_Exercise details_
Copy each of the rows below word for word, changing nothing.

_Input rows_

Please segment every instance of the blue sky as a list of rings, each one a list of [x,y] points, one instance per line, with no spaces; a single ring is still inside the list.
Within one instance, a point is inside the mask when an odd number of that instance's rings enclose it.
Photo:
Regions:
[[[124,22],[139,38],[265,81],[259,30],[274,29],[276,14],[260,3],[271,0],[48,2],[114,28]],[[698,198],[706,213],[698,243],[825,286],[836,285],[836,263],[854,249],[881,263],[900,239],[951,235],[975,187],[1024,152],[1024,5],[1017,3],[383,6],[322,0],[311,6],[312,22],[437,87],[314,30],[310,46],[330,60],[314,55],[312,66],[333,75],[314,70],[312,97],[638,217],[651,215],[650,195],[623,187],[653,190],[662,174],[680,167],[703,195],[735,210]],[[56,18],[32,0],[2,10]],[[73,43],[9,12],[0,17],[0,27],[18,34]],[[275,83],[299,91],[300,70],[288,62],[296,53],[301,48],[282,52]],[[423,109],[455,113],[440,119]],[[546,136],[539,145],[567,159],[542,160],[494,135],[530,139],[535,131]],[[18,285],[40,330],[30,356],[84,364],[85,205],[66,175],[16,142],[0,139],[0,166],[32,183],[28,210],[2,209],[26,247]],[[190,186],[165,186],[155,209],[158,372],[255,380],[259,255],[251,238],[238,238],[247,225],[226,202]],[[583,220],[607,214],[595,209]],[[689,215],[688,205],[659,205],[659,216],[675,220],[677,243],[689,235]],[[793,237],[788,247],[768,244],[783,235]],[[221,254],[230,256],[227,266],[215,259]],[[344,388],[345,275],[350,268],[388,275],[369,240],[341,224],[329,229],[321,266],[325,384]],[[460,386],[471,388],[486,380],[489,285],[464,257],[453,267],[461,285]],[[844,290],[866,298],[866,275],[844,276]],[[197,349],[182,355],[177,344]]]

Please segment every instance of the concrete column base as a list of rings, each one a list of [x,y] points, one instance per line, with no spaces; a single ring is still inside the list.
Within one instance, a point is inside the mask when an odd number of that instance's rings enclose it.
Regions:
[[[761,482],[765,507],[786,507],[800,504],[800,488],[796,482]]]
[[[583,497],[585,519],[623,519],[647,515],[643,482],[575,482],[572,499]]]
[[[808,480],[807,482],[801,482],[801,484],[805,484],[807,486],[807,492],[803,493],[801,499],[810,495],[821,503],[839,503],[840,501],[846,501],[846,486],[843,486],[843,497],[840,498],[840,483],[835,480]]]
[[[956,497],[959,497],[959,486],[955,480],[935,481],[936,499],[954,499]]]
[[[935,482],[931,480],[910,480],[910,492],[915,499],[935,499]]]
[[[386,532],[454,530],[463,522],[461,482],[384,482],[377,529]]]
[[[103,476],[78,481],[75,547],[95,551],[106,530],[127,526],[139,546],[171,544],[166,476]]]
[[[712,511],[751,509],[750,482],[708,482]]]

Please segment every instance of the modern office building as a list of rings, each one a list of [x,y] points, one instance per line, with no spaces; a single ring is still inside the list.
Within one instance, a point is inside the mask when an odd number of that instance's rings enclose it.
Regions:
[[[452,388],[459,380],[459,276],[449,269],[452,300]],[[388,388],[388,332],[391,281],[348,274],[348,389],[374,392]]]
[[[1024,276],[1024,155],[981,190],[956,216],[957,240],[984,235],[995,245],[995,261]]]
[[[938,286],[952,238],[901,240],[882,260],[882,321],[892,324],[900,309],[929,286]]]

_Result below_
Please segment every instance of the blue sky as a list of rings, each one a list of [x,y] points, one instance per line, with no spaces; a single ring is still inside the list.
Within one instance, a point is inside the mask when an odd number of that instance's rings enclose it.
Photo:
Regions:
[[[124,22],[139,38],[265,81],[259,30],[274,29],[276,14],[260,3],[271,0],[48,2],[114,28]],[[698,198],[706,213],[698,243],[825,286],[836,285],[836,263],[854,249],[881,263],[900,239],[951,235],[975,187],[1024,152],[1024,5],[1017,3],[383,6],[322,0],[311,6],[312,22],[437,87],[314,30],[310,46],[330,60],[314,55],[312,66],[333,75],[314,70],[312,97],[638,217],[651,215],[650,195],[623,187],[653,190],[662,174],[680,167],[703,195],[735,210]],[[56,18],[32,0],[2,10]],[[73,43],[9,12],[0,17],[0,27],[18,34]],[[275,83],[299,91],[300,70],[288,62],[296,53],[301,48],[282,52]],[[423,109],[455,113],[440,119]],[[546,136],[539,145],[567,159],[542,160],[494,135],[530,139],[535,131]],[[18,285],[40,330],[30,356],[84,364],[85,205],[66,175],[16,142],[0,139],[0,166],[32,183],[28,210],[2,209],[26,247]],[[190,186],[165,186],[155,209],[158,372],[255,380],[259,255],[251,238],[238,238],[247,225],[226,202]],[[583,220],[607,214],[595,209]],[[689,215],[688,205],[659,205],[659,216],[675,220],[677,243],[689,235]],[[793,237],[788,247],[768,244],[783,235]],[[221,254],[230,256],[227,266],[215,259]],[[344,388],[345,275],[350,268],[388,275],[369,240],[341,224],[329,229],[321,266],[325,384]],[[460,386],[471,388],[486,380],[489,285],[464,257],[453,267],[461,285]],[[844,290],[866,298],[866,275],[844,276]],[[197,349],[182,355],[177,344]]]

Please segment every instance of the concrete column base as a list of rings, each one a list of [x,y] points, one instance per line, with no spaces; a single ring is still inside the list.
Within one instance, a point is inside the mask when an odd number of that instance's rings enclose it.
Regions:
[[[761,482],[765,507],[786,507],[800,504],[800,488],[796,482]]]
[[[583,497],[585,519],[623,519],[647,515],[643,482],[575,482],[572,499]]]
[[[808,480],[807,482],[801,482],[801,484],[805,484],[807,486],[807,492],[803,493],[801,499],[810,495],[821,503],[839,503],[840,501],[846,501],[846,486],[843,486],[843,497],[840,498],[840,483],[835,480]]]
[[[956,497],[959,497],[959,486],[955,480],[935,481],[936,499],[954,499]]]
[[[935,482],[931,480],[910,480],[910,492],[915,499],[935,499]]]
[[[386,532],[454,530],[463,522],[461,482],[384,482],[377,529]]]
[[[103,476],[78,481],[75,547],[95,551],[106,530],[127,526],[139,546],[171,544],[166,476]]]
[[[712,511],[751,509],[750,482],[708,482]]]

Please segment every instance of the modern office building as a list of rings, each one a list of [x,y] points, one instance per line, with no spaces; a single ring is still inside the list.
Within one instance, a point is inside the mask when an odd number of that instance's rings enclose it.
Regions:
[[[452,388],[459,380],[459,276],[449,269],[452,300]],[[388,388],[388,332],[391,281],[348,274],[348,389],[374,392]]]
[[[1024,276],[1024,155],[981,190],[956,216],[957,240],[984,235],[995,245],[995,261]]]
[[[938,286],[952,238],[901,240],[882,260],[882,321],[892,324],[900,309],[929,286]]]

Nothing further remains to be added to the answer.